=== Listed entries ===
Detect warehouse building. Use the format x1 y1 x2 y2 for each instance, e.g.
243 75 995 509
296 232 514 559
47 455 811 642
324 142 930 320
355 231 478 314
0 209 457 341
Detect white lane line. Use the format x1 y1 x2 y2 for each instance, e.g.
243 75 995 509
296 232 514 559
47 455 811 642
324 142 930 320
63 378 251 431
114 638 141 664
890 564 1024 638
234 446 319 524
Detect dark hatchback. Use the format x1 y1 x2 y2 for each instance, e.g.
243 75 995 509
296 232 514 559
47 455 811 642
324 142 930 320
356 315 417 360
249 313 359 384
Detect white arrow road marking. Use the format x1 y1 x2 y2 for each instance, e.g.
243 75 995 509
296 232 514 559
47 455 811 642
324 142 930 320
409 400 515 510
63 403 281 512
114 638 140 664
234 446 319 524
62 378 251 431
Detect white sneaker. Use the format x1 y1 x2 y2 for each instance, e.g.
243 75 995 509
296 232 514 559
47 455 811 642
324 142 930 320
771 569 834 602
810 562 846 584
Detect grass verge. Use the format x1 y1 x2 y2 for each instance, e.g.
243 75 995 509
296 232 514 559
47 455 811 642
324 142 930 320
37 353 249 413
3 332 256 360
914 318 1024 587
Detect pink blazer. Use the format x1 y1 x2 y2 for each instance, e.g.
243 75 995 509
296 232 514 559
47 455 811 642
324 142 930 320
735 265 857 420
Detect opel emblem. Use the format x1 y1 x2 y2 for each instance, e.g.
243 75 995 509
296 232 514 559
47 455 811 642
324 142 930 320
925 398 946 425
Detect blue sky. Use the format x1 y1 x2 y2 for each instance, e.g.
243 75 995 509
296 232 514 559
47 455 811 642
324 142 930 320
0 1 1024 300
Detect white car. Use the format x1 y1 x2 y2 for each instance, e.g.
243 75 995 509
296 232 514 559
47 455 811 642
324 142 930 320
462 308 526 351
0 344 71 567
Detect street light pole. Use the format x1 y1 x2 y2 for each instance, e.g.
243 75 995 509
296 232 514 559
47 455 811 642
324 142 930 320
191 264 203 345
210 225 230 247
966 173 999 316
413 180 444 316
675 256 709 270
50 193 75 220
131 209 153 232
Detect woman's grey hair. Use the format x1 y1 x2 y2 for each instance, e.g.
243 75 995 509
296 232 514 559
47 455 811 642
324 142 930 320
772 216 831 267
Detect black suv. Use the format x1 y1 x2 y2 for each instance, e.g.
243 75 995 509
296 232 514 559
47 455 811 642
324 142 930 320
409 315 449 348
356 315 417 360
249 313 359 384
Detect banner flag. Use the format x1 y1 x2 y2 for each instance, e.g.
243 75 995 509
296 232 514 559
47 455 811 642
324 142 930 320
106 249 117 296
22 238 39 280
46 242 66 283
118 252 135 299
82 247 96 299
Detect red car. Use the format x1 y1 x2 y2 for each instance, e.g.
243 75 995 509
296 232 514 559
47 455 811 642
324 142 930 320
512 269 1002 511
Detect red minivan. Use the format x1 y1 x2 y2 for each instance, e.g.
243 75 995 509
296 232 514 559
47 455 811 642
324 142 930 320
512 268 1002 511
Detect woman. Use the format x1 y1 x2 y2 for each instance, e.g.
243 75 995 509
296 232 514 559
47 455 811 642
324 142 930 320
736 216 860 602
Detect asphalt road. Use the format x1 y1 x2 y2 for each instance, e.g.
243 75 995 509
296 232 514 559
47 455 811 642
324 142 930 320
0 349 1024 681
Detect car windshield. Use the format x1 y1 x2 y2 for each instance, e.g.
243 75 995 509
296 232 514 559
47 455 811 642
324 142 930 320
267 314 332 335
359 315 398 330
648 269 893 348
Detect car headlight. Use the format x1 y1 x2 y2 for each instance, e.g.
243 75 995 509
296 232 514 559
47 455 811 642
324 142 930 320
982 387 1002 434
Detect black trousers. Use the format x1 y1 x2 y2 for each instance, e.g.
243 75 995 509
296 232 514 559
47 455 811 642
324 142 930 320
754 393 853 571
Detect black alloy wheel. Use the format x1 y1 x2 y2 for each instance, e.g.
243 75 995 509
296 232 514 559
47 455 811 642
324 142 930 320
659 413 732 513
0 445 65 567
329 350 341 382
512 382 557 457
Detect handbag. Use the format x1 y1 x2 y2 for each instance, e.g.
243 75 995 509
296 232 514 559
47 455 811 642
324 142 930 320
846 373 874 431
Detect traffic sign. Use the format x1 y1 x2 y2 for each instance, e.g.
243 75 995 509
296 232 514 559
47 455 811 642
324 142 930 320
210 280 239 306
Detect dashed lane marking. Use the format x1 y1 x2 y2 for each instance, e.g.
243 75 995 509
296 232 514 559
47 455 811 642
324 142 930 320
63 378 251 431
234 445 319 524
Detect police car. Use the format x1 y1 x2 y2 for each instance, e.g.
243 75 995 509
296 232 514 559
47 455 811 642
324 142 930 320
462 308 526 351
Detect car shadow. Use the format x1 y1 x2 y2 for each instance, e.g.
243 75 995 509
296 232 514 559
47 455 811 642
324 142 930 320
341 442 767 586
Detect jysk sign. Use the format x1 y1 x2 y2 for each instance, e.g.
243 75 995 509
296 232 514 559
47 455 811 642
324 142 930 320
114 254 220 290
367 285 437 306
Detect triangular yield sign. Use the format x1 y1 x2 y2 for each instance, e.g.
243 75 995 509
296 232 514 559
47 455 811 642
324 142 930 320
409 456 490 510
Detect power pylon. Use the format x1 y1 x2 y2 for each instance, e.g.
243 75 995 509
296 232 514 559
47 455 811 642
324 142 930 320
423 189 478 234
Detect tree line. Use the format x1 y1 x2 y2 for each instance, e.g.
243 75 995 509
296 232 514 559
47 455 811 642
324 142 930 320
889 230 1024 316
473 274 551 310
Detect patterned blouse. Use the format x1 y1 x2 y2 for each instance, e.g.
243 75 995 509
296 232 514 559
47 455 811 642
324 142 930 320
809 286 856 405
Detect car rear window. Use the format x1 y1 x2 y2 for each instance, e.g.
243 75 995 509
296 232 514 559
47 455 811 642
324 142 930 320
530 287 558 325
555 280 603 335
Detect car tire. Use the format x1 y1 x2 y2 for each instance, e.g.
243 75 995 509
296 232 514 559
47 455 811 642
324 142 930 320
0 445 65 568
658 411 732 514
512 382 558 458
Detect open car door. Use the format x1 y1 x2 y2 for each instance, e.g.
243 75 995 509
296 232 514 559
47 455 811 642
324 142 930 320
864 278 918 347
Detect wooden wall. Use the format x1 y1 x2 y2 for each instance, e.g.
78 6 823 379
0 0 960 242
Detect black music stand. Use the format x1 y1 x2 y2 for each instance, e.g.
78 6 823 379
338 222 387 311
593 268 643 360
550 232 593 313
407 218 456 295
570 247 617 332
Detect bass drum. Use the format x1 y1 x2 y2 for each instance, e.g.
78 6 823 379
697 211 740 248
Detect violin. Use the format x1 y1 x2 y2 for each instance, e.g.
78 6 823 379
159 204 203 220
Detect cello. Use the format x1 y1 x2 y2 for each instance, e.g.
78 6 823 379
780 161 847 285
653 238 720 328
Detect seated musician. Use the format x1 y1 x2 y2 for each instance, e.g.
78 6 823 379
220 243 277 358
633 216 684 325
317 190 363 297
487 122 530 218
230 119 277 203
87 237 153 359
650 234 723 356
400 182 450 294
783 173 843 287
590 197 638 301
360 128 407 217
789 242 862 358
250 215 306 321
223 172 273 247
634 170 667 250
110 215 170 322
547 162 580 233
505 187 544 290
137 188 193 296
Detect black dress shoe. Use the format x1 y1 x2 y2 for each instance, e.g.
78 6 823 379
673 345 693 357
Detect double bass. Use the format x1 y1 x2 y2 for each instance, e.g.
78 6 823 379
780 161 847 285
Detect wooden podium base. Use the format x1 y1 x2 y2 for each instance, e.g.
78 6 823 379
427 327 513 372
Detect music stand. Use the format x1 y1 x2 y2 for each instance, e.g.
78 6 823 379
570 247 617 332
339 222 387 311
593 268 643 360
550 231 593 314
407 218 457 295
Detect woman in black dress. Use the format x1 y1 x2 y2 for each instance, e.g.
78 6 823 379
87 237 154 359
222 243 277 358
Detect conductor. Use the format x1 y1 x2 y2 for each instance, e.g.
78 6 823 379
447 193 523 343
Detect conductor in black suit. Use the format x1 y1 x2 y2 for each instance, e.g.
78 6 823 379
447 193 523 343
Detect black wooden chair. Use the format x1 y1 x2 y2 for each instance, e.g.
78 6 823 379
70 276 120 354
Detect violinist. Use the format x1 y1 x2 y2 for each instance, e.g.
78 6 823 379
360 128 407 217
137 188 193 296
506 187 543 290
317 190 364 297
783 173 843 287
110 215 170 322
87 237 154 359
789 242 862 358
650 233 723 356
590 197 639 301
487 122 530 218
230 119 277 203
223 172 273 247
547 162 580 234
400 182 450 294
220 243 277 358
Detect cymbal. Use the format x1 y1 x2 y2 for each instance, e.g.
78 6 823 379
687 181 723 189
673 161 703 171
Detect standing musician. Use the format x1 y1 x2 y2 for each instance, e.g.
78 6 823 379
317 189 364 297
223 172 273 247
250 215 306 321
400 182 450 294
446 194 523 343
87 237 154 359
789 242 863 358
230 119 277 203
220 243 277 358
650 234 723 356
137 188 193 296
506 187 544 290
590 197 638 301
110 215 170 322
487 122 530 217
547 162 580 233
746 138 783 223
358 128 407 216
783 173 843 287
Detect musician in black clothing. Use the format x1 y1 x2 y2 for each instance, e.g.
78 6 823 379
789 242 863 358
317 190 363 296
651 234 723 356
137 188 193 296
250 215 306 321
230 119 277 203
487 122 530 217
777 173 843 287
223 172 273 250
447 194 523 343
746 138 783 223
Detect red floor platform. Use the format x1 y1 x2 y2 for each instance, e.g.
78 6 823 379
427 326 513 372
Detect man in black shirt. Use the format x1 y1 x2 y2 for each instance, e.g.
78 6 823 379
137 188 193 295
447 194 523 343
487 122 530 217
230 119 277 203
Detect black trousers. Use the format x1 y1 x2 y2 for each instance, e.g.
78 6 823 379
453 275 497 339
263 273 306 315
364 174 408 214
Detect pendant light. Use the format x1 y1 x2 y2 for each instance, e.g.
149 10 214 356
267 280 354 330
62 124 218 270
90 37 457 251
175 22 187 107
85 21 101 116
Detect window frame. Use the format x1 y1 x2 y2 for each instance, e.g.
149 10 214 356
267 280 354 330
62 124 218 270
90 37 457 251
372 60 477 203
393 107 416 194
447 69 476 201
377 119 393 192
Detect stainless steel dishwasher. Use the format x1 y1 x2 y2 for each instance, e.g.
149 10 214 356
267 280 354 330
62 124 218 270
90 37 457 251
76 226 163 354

=== Written problem ===
Can you rewrite the lines between the one containing "Detect white sneaker." and the one containing "810 562 846 584", inclusive, as a Markdown table with the columns No. and Line, leaving out any blank lines?

=== Exercise answer ===
| No. | Line |
|---|---|
| 1 | Detect white sneaker. Use the format x1 y1 x2 y2 for each instance, e.g. |
| 2 | 243 75 995 509 |
| 3 | 296 232 514 559 |
| 4 | 47 455 811 642 |
| 5 | 324 142 930 320 |
| 6 | 771 569 834 602 |
| 7 | 810 562 846 584 |